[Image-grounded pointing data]

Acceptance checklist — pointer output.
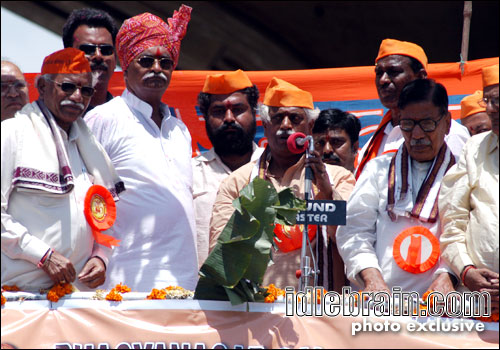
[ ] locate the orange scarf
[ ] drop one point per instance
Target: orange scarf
(375, 143)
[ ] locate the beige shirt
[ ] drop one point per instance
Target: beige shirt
(208, 173)
(282, 272)
(468, 206)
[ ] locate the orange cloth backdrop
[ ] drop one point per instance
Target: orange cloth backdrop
(351, 89)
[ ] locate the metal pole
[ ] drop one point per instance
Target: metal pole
(465, 35)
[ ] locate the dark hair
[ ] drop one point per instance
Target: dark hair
(420, 90)
(88, 16)
(333, 118)
(204, 99)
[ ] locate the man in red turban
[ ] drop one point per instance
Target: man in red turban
(151, 149)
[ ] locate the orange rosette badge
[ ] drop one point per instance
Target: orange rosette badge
(422, 249)
(100, 212)
(291, 236)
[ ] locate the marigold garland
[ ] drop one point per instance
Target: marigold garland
(58, 291)
(13, 288)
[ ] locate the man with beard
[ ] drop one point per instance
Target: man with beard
(14, 90)
(469, 202)
(336, 137)
(50, 161)
(151, 150)
(398, 63)
(228, 103)
(94, 32)
(286, 109)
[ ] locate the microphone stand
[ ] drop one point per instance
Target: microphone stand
(305, 266)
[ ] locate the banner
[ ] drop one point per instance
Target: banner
(349, 89)
(191, 324)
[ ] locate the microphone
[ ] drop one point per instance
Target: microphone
(298, 142)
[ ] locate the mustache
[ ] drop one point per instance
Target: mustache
(331, 156)
(281, 132)
(98, 65)
(160, 75)
(73, 104)
(420, 142)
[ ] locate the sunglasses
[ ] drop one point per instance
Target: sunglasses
(148, 61)
(70, 88)
(90, 49)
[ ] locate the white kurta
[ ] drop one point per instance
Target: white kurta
(34, 221)
(468, 206)
(208, 173)
(155, 215)
(368, 237)
(393, 138)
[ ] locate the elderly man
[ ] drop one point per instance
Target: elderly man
(151, 150)
(228, 103)
(287, 109)
(468, 205)
(472, 115)
(94, 32)
(50, 160)
(398, 63)
(14, 90)
(336, 137)
(392, 231)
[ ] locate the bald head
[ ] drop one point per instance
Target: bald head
(14, 89)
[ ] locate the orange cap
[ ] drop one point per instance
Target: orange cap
(490, 75)
(226, 83)
(470, 105)
(66, 61)
(279, 93)
(395, 47)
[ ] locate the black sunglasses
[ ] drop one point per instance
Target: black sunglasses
(105, 49)
(148, 61)
(70, 88)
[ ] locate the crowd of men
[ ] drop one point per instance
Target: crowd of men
(79, 161)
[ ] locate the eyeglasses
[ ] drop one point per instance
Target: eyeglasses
(486, 100)
(105, 49)
(18, 85)
(148, 61)
(427, 125)
(70, 88)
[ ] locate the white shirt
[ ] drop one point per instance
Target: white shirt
(208, 173)
(368, 237)
(34, 221)
(393, 138)
(155, 216)
(468, 206)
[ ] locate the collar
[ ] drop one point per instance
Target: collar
(493, 142)
(142, 108)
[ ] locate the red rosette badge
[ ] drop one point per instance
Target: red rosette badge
(100, 212)
(291, 236)
(416, 249)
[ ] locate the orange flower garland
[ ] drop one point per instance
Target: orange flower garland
(13, 288)
(58, 291)
(273, 293)
(115, 293)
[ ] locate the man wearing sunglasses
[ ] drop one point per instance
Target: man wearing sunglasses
(151, 149)
(50, 160)
(469, 202)
(94, 32)
(14, 89)
(391, 237)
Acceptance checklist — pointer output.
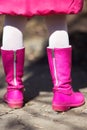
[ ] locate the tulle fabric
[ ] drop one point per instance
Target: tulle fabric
(40, 7)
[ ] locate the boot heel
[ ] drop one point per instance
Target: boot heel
(60, 108)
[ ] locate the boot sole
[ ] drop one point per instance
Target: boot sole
(62, 108)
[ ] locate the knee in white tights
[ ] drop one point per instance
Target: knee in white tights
(59, 39)
(57, 27)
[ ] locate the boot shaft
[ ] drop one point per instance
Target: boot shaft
(13, 62)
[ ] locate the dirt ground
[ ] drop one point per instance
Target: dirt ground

# What is being asked
Every line above that includes the string "dirt" needs to be copied.

# Written response
[ ] locate the dirt ground
Target: dirt ground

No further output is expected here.